# Written tasks
A) List every real person whose name appears in the passage about critics and online reactions to film reviews.
B) According to the passage about critics and online reactions to film reviews, why does the writer avoid saying much about actors? Answer in one to three sentences.
C) Pick up the essay on critics and online reactions to film reviews and continue it after its last sentence.

# Source passage
########################################

It's one thing to be told you're "Saddam Hussein" amid emails shot north from a clutch of crazed Cuban-Americans in Miami after you pan the Andy Garcia-directed The Lost City (June 2006), set in '50s Havana. (Apparently—thanks, Internet!—77 percent of Rotten Tomatoes' "Top Critics" agree with me, but not Ebert, typically soft-as-runny-Brie.) Although I never mentioned the cigar-chomper, the e-missives not only tried to Castro-hate me—one accused me of being socialist-funded by the University of Alberta.
It's another thing—"progress"?!?—when one of hundreds of responses, at RT and Vue, to my two-star review (BACKSTORY: I dislike stars—they're a snappy visual for people too lazy or busy to read 200 – 350 words of actual criticism) of the thankfully final Harry Potter film didn't liken me to Gadhafi, at least, but accused me of "trolling." And there were a few thoughtful comments sprinkled among the cyber-heckles. Still, if comment boards and other web-features keep people reading reviews, good, but I'm skeptical that, given the Net's speed and rant-and-rave-iness, any more people are embroiling themselves in critical, contextual, and historical discussions of films. Only a few commenters actually grappled with any of my 12 specific evaluative points about the HP8 movie.
A review's an informed argument—as grounded in the movie's genre and socio-historical context and supported by evaluative analysis as can be, given its word count. Online, where everyone can pretend to be a critic, there's little point throwing out credentials to deny "trolling" status. (QUIRKY ART-FILM TANGENTIAL SCENE: Technology's also changed studios' faltering fight against piracy. A few times in 2004, I remember being wanded over with a metal-detector, airport security-style, outside the theatre, to ensure I had no recording electronics; this year, at last, a film's distributor provided me with a one-view-only screener I could upload.) All I can do is keep writing playfully thoughtful, in-depth analyses of films' esthetics and subtext—especially their politics—while avoiding much talk about actors (since celebrity-image becomes part of the mix and you risk turning off a reader who's, say, anti-Tom Cruise for whatever reason).

########################################

# Raw data
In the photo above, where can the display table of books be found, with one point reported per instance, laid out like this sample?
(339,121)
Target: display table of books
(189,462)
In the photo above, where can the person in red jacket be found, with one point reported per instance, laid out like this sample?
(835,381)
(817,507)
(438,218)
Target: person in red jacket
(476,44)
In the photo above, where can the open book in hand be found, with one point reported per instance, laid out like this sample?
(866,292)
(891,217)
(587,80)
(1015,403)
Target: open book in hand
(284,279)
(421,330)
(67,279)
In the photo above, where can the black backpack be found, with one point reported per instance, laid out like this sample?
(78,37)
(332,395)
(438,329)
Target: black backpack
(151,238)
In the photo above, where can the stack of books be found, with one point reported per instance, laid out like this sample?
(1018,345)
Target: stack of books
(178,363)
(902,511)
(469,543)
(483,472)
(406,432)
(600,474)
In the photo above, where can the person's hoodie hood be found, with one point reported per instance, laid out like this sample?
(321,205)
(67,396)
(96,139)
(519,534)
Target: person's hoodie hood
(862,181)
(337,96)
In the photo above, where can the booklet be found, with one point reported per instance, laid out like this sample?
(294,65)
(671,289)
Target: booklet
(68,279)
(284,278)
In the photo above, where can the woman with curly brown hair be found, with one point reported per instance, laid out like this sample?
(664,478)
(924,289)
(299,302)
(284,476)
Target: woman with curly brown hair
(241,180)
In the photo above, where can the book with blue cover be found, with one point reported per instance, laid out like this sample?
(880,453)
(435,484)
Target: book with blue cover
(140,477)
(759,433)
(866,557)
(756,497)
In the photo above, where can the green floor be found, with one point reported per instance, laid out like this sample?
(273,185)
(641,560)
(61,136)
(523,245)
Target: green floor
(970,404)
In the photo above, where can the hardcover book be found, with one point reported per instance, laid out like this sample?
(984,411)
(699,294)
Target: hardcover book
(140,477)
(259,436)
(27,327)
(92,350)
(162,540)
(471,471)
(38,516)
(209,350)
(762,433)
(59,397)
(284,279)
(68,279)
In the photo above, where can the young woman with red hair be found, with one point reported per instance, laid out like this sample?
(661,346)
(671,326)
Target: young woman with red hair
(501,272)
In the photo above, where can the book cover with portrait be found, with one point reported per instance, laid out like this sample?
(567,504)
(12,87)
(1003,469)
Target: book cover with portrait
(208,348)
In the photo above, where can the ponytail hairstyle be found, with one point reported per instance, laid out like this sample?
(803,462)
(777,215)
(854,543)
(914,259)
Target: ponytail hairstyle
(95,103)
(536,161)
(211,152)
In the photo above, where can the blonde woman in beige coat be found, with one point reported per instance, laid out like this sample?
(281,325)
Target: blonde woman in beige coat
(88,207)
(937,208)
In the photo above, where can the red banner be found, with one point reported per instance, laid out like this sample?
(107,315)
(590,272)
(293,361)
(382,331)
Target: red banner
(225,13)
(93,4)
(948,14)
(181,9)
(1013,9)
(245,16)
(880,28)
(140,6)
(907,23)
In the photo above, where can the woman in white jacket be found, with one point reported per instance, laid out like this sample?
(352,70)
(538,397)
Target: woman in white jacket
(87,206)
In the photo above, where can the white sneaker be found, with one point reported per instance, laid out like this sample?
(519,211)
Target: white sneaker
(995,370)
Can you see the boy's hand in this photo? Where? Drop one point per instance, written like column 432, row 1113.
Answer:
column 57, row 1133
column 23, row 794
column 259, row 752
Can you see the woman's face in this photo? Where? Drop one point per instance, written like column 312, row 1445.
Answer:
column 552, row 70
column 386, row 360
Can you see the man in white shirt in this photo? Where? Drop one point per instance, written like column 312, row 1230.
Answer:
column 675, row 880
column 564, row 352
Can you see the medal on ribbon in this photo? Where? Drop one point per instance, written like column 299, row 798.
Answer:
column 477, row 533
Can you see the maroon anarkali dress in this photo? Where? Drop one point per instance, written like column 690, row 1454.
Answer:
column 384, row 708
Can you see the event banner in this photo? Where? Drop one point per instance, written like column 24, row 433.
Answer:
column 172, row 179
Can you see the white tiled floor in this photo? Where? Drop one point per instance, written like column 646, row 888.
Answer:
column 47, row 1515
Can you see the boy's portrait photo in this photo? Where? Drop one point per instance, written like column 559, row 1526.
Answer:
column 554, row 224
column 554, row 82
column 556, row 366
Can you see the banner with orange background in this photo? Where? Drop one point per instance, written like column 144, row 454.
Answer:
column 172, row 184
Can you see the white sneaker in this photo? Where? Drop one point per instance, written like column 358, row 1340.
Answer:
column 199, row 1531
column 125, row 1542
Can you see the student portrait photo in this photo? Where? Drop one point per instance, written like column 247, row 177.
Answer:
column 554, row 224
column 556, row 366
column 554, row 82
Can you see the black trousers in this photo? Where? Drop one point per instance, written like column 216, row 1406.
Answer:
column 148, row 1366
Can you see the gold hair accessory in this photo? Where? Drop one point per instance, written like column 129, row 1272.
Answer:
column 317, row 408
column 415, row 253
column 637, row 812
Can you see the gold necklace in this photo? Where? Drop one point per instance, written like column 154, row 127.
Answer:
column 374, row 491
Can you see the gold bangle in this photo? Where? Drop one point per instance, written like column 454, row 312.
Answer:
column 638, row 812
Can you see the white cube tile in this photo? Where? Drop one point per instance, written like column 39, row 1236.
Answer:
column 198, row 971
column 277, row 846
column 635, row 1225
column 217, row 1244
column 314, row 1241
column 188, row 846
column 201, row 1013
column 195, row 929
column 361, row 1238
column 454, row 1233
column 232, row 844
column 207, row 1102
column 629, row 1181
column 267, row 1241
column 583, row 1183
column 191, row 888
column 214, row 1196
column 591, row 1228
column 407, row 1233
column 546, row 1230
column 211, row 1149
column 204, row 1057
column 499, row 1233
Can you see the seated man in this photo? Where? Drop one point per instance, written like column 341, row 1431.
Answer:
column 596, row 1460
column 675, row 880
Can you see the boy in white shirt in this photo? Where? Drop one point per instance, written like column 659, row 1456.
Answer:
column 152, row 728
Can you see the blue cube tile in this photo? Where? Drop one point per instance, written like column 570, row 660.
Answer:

########################################

# Outputs
A) Saddam Hussein, Andy Garcia, Ebert, Castro, Gadhafi, Tom Cruise

B) Talking about actors brings an actor's celebrity image into the review. That risks turning off a reader who dislikes that actor, for example someone who is anti-Tom Cruise.

C)
My enthusiasm for film hasn't waned (I still eagerly await the next Studio Ghibli film or the year's truly smart blockbuster) but my skepticism about the Hollywood formula-machine's deepened (CASE-IN-POINT MONTAGE OF CLIPS from copycat fairy-tale and vampire-hunting flicks, 2011- ). I hope my critic's pencil hasn't lost its pointedness—with Tinseltown spending so much money on its products (which influence our language, attitudes, stereotypes and "liberal values" in all sorts of insidious ways), it's up to we critics to take them to task for lazy humour, clichéd writing or inane politics. Call me lofty-minded, but that's why I don't subscribe to the fashionable notion "so bad it's good." Or, as film editor Walter Murch puts it, "The danger of a well-made bad movie [when it's unambiguous or too literal] is that it crushes the imagination of the audience."
So I distinguish a "movie" from a "film" and try to reflect the mood or tone of a flick as best I can to give its flavour to a reader without being snotty or dismissive (and apt puns allow me to whimsically tweak my language to reflect the movie's preoccupations). In the past decade, some base Hollywood obsessions have continued (the man-child hero, gay-panic, comic-book adaptations, few roles for 40+ women, shockingly few female directors) even as VOD and the WWW make it easier to see more challenging, artful cinema outside major cities. And there's been a surge in top-drawer documentaries (from Capturing the Friedmans to Exit Through the Gift Shop), some exciting newcomer-directors (Andrea Arnold, Cristian Mungiu, Jeff Nichols, Andrei Zvyagintsev), promising filmmakers reaching maestro-status (PT Anderson, the Dardennes, Michael Haneke), and leading lights who've faded away (David Gordon-Green, Lukas Moodysson).
I still remember the best films, especially one lustrous masterpiece I finally caught up with—Shinji Aoyama's Eureka (2000)—and I still hear, every month, the forsaken cries of three Chechen children who suddenly realize their mother's dying and they'll never see her again (in the documentary 3 Rooms of Melancholia). Those cries, and rending moments from other films, remind me that cinema must show us the difficult, even unbearable, moments that so many real people beyond the screen are simply, unartfully, living—the least we can do is bear witness.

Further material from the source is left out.